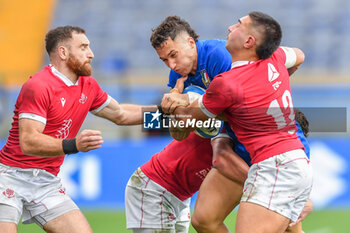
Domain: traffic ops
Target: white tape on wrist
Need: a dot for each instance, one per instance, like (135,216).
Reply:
(192,96)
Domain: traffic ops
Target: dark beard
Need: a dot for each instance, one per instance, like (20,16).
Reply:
(80,69)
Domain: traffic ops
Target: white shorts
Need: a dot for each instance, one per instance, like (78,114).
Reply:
(149,205)
(33,194)
(281,183)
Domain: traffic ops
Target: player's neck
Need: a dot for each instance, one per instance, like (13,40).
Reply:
(244,56)
(62,68)
(194,68)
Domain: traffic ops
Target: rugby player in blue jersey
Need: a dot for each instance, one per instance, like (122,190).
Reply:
(197,62)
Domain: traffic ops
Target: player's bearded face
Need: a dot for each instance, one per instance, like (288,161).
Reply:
(78,67)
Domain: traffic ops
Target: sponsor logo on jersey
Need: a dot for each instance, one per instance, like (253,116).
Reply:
(63,132)
(205,78)
(273,74)
(9,193)
(63,101)
(151,120)
(83,98)
(203,173)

----

* **EXERCISE OBJECTIVE**:
Turn the entries above into a Markdown table with the columns No. and Line, giving each non-blank line its own numbered row. Leave the pictures out.

* **THE ANSWER**:
| No. | Line |
|---|---|
| 1 | Domain: traffic ops |
| 2 | Target: white tape on wrist |
| 3 | Need: a dot for each instance, one per instance, like (135,216). |
| 4 | Reply: |
| 5 | (192,96) |
| 6 | Domain: traffic ops |
| 7 | Target: dark beard |
| 8 | Need: a dot for each instance, one per instance, like (20,16). |
| 9 | Reply: |
| 10 | (80,69) |
| 11 | Domain: traffic ops |
| 12 | Target: white shorts |
| 13 | Need: a dot for each instance, one per instance, like (78,114). |
| 14 | Reply: |
| 15 | (149,205) |
| 16 | (33,194) |
| 17 | (281,183) |
| 18 | Domain: traffic ops |
| 19 | Target: player's neck |
| 20 | Need: a dot for each instance, one per instance, like (13,40). |
| 21 | Reply: |
| 22 | (244,56) |
| 23 | (62,68) |
| 24 | (194,68) |
| 25 | Domain: traffic ops |
| 26 | Target: rugby player in blue jersey |
| 27 | Need: a dot for each instance, one per instance, like (122,190). |
| 28 | Reply: |
| 29 | (197,62) |
| 30 | Domain: traffic ops |
| 31 | Target: player's bearded face |
| 32 | Need: a dot for each instance, one per instance, like (288,161). |
| 33 | Reply: |
| 34 | (78,67) |
| 35 | Domain: traffic ops |
| 36 | Target: sponsor logo on jersey |
| 37 | Need: a dot for each instance, one per instance, like (253,116). |
| 38 | Reply: |
| 39 | (63,132) |
| 40 | (205,78) |
| 41 | (273,74) |
| 42 | (9,193) |
| 43 | (63,101) |
| 44 | (151,120) |
| 45 | (83,98) |
| 46 | (203,173) |